# STATED GOAL
Please give the lines of the entries below as a JSON list of strings, one string per line and blank lines left out, starting with the line that contains "Scan for woman's hand." and running through the last line of the entries.

# PROVIDED RECORDS
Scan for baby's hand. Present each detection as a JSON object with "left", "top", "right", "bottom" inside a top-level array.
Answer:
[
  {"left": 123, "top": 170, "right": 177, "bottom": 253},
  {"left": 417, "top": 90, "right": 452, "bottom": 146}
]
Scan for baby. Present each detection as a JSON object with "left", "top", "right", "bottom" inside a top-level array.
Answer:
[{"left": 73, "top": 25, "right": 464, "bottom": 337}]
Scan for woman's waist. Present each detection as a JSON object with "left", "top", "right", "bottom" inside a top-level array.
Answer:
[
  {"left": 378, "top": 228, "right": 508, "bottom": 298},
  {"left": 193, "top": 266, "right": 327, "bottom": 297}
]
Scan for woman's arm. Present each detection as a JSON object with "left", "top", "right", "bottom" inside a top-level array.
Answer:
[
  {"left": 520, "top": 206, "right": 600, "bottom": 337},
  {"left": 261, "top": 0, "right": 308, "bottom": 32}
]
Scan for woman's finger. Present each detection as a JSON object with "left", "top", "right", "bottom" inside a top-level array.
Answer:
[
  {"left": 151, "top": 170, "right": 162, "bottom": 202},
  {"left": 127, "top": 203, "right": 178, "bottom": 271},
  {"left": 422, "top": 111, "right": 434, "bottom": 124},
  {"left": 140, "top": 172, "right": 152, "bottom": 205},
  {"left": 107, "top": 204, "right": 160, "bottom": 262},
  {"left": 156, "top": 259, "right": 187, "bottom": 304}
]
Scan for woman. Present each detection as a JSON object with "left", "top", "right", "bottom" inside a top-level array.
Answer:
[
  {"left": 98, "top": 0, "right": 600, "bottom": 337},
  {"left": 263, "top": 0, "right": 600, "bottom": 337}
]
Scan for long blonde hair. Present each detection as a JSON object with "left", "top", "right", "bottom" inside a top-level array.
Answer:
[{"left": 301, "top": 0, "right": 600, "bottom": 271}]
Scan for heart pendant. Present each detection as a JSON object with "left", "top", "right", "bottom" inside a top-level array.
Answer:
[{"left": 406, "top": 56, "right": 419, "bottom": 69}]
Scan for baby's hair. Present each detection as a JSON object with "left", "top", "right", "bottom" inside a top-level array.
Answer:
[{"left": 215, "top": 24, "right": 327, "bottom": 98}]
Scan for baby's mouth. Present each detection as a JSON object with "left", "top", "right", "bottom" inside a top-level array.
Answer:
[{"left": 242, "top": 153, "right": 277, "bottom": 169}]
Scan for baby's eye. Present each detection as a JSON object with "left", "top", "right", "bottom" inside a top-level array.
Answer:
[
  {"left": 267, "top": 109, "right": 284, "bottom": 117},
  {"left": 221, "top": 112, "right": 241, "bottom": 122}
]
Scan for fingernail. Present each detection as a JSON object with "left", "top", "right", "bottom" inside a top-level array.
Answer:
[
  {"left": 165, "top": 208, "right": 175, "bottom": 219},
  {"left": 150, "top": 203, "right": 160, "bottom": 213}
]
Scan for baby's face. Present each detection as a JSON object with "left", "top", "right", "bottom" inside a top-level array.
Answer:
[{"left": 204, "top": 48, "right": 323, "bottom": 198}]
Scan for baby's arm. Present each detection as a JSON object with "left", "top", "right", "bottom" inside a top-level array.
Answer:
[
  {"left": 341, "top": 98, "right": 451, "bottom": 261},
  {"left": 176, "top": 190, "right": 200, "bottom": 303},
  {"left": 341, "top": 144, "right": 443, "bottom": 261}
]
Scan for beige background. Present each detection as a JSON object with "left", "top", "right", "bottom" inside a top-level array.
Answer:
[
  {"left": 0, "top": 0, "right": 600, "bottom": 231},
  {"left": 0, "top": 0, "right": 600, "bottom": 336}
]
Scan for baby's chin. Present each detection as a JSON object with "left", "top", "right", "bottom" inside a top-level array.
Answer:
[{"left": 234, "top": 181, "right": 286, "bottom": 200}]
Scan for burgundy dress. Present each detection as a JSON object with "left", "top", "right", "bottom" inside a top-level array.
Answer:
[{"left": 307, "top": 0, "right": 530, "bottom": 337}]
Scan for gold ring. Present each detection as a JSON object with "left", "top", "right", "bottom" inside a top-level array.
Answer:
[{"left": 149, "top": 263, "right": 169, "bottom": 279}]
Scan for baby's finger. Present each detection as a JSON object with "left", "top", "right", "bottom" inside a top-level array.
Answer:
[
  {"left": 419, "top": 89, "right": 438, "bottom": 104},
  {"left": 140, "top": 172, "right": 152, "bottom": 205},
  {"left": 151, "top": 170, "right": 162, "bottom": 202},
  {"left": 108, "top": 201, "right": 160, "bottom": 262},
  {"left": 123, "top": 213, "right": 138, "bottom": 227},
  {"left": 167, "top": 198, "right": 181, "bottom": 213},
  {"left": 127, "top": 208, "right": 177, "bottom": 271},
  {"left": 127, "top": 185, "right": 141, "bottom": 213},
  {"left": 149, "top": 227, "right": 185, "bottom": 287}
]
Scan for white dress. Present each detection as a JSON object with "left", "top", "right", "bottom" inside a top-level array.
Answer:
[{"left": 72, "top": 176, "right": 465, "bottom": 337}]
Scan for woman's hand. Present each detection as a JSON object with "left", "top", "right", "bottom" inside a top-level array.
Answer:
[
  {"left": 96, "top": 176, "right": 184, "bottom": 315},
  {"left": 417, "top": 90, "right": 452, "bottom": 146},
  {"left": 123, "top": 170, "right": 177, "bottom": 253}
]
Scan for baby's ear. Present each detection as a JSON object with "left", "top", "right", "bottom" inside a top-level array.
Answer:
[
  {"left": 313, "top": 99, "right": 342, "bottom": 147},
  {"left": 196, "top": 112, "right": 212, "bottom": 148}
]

# EXERCISE RESPONSE
[
  "Scan for woman's hand. Present each detection as a JSON object with \"left\", \"top\", \"right\", \"bottom\" inside a top-level array.",
  "Answer:",
  "[",
  "  {\"left\": 96, \"top\": 176, \"right\": 184, \"bottom\": 315},",
  "  {\"left\": 417, \"top\": 90, \"right\": 452, \"bottom\": 146},",
  "  {\"left\": 123, \"top\": 170, \"right\": 177, \"bottom\": 253}",
  "]",
  "Scan for baby's ear. Present each detection as a JSON object with \"left\", \"top\", \"right\", \"bottom\" inside a top-level array.",
  "Answer:",
  "[",
  "  {\"left\": 313, \"top\": 99, \"right\": 342, \"bottom\": 147},",
  "  {\"left\": 196, \"top\": 112, \"right\": 212, \"bottom\": 148}",
  "]"
]